--- BEGIN Extract ---

FormatDrop
Image Format

CR2

Canon Raw Version 2

CR2 is Canon's proprietary RAW image format used in Canon DSLR cameras from approximately 2004 to 2018 (the EOS 5D Mark II era through EOS 90D). CR2 files contain unprocessed sensor data, full color information, and the camera's recorded metadata — exposures, lens data, white balance. They're significantly larger than JPEG but give photographers complete control over color, exposure, and sharpness in post-processing.

What is CR2?

CR2 stands for Canon Raw version 2. It's a TIFF-based format containing the raw output of Canon's CMOS sensors before any in-camera processing. The sensor data is stored as a Bayer pattern — each pixel records one color (red, green, or blue), and the full-color image is reconstructed through a process called demosaicing in RAW processing software. CR2 files also embed a JPEG preview (for quick display on camera or in file managers), EXIF metadata, and Canon-specific processing settings (Picture Style, in-camera noise reduction preferences). CR2 has been superseded by CR3 in Canon's newer cameras (EOS R-series mirrorless and post-2018 DSLRs), which uses a different container based on ISOBMFF/HEIF.

--- END Extract ---

Objective 1:
Copy out the records below line for line, leaving out the pictures.
The text and the records come from unrelated sources.

--- BEGIN Exercise input ---

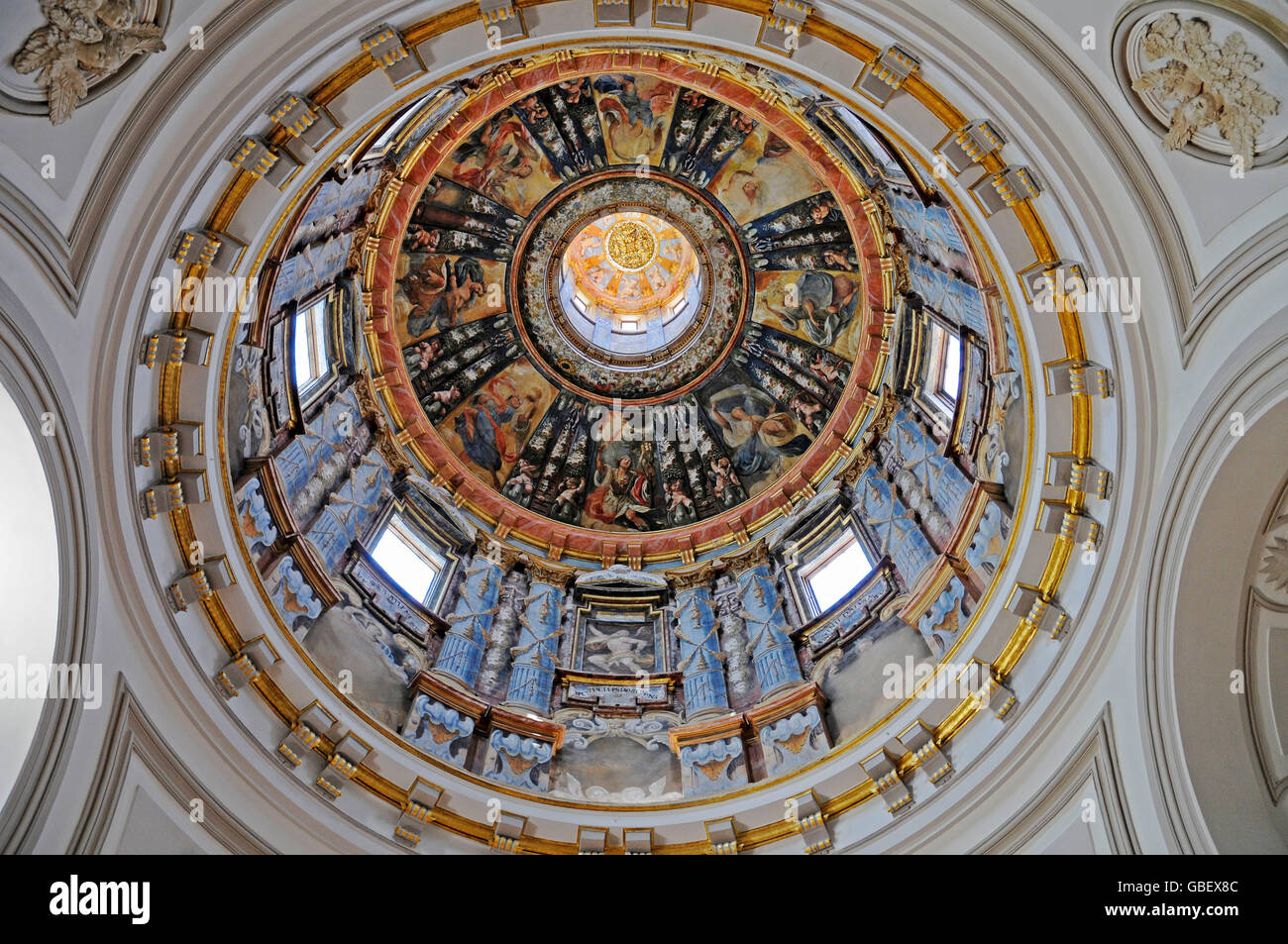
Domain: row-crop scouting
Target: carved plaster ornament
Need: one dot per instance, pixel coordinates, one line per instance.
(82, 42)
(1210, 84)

--- END Exercise input ---

Objective 2:
Answer these questions from the CR2 description:
(a) Over roughly which years did Canon DSLR cameras use CR2?
(b) What format is CR2 based on?
(c) What is the container used by CR3 based on?

Output 1:
Domain: row-crop scouting
Target: carved plaster ornament
Need: one dot per instance, pixel coordinates, one line per instance.
(82, 42)
(1210, 84)

Output 2:
(a) Approximately 2004 to 2018
(b) TIFF
(c) ISOBMFF/HEIF